**Work required**
Reproduce the stretch from the line containing "Put a pin on" through the line containing "x=823 y=608", leaving out the pictures.

**Working data**
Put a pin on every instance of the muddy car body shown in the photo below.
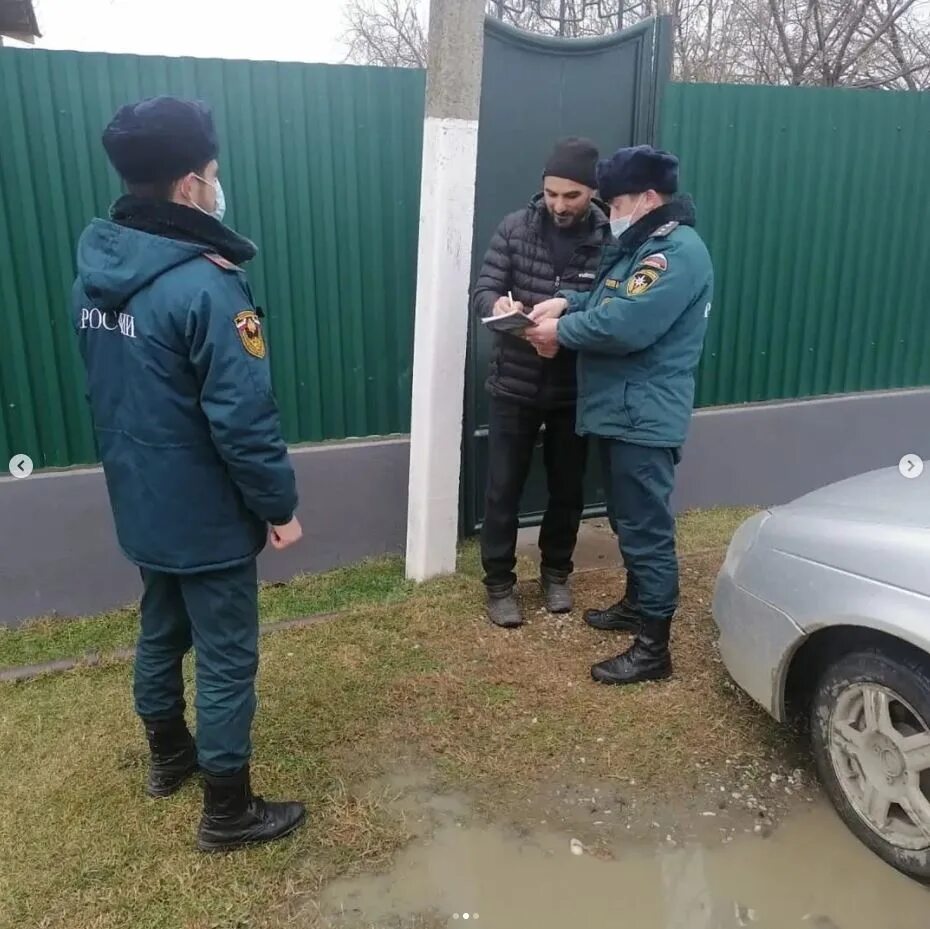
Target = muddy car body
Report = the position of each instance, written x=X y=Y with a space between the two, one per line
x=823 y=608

--

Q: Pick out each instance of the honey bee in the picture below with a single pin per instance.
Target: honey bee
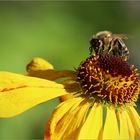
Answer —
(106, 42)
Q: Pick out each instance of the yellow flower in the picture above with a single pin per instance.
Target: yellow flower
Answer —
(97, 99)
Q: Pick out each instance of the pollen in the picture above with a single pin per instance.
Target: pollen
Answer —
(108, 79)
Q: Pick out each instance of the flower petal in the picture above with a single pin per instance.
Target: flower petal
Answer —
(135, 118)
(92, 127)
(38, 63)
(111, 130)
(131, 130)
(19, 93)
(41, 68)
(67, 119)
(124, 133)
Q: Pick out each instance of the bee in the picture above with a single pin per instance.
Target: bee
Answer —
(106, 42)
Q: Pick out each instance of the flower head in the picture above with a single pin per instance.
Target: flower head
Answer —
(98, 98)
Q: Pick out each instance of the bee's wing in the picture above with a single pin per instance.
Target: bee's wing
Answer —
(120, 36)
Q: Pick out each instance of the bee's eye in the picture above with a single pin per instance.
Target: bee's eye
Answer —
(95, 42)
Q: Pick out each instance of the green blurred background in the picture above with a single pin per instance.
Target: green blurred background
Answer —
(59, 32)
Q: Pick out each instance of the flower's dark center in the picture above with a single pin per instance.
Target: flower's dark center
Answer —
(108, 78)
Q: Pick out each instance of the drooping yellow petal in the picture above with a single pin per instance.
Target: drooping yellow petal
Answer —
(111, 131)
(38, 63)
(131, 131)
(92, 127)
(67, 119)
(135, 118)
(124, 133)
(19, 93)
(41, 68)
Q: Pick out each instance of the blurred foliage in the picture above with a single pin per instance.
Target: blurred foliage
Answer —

...

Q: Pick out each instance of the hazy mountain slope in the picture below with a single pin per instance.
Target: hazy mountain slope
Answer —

**Solution below**
Put a pin on every instance of the muddy car body shown in the photo below.
Target = muddy car body
Report = the position of each instance, written x=X y=Y with a space between the two, one per line
x=823 y=608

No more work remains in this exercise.